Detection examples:
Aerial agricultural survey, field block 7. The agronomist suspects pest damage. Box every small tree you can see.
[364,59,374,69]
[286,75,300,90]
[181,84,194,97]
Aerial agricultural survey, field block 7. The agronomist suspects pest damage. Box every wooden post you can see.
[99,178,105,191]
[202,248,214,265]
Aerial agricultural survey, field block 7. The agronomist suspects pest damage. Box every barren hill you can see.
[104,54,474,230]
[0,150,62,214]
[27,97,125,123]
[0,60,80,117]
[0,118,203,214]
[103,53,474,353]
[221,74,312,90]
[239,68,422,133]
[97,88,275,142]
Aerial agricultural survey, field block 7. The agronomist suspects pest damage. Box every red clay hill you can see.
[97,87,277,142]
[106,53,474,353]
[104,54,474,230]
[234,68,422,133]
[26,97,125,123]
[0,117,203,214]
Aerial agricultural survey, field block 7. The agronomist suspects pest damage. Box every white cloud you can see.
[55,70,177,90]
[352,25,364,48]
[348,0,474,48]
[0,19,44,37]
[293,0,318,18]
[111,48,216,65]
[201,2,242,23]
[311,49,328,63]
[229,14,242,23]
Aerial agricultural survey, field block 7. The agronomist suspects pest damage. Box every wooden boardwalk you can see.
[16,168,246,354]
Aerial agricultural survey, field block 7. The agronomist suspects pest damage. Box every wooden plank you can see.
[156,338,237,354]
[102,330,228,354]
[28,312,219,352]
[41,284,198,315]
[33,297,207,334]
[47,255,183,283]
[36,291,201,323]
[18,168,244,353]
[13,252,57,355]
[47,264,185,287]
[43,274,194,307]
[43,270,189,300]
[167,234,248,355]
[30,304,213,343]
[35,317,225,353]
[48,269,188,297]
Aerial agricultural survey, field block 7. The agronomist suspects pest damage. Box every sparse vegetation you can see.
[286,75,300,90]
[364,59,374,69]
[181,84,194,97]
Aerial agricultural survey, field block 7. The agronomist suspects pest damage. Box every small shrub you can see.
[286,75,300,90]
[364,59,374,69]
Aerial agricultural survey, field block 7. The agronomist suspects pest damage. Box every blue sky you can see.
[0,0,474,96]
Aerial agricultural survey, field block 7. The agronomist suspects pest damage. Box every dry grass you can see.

**OBJECTIVE**
Turn the rows above into a numbered list, skipping any blank lines.

**RESULT BELOW**
1. Aerial agricultural survey, field block 7. The agronomist suspects pest damage. Box every small tree you can see.
2. [364,59,374,69]
3. [286,75,300,90]
4. [181,84,194,97]
5. Aerial agricultural survey, field block 7. The agronomist suspects pest damage. Box every wooden post you can see.
6. [99,178,105,191]
7. [202,248,214,265]
8. Aerial agricultural survey, field block 7. The agronomist suspects pest damage. Box every barren hill you can see.
9. [104,54,474,230]
10. [0,150,62,214]
11. [27,97,125,123]
12. [0,60,80,117]
13. [0,118,203,214]
14. [103,53,474,353]
15. [221,74,312,90]
16. [239,68,422,133]
17. [97,88,275,142]
18. Aerial agricultural survey, field block 7. The agronomist suspects pest damage. Box every red clay hill you can see.
19. [97,87,277,142]
20. [106,53,474,353]
21. [104,54,474,230]
22. [234,68,422,133]
23. [26,97,125,123]
24. [0,117,203,214]
25. Aerial agricultural survey, field block 7. The agronomist suspects pest damage. Box every white cloud you can see.
26. [55,70,177,90]
27. [352,25,364,48]
28. [348,0,474,48]
29. [0,19,44,37]
30. [293,0,318,18]
31. [111,48,216,65]
32. [201,2,242,23]
33. [311,49,328,63]
34. [229,14,242,23]
35. Aerial agricultural survey, field block 7. The agronomist suspects pest damage. Box every wooden boardwalk you can see.
36. [16,168,246,354]
37. Aerial agricultural survey, field block 7. The agronomist suspects pest damage. Box every wooden plank you can see.
38. [156,338,237,354]
39. [102,330,228,354]
40. [28,312,219,352]
41. [41,284,198,315]
42. [33,297,207,334]
43. [47,255,183,283]
44. [36,291,201,323]
45. [18,168,244,353]
46. [13,252,57,355]
47. [47,264,185,287]
48. [43,274,194,307]
49. [43,270,189,300]
50. [167,234,248,355]
51. [30,304,213,343]
52. [35,317,225,353]
53. [48,269,188,297]
54. Aerial agricultural survey, field block 7. The agronomist suspects pest damage. Box every sparse vegetation you can see.
55. [286,75,300,90]
56. [364,59,374,69]
57. [181,84,194,97]
58. Aerial agricultural survey, field block 7. The agronomist suspects pest damage. Box every small shrub you can see.
59. [286,75,300,90]
60. [364,59,374,69]
61. Aerial agricultural survey, field block 7. The agronomist suspects pest damage. Box every blue sky you can see.
62. [0,0,474,96]
63. Aerial agricultural survey, field block 7. The agronomist suspects pest damage. Box every dry grass you can see.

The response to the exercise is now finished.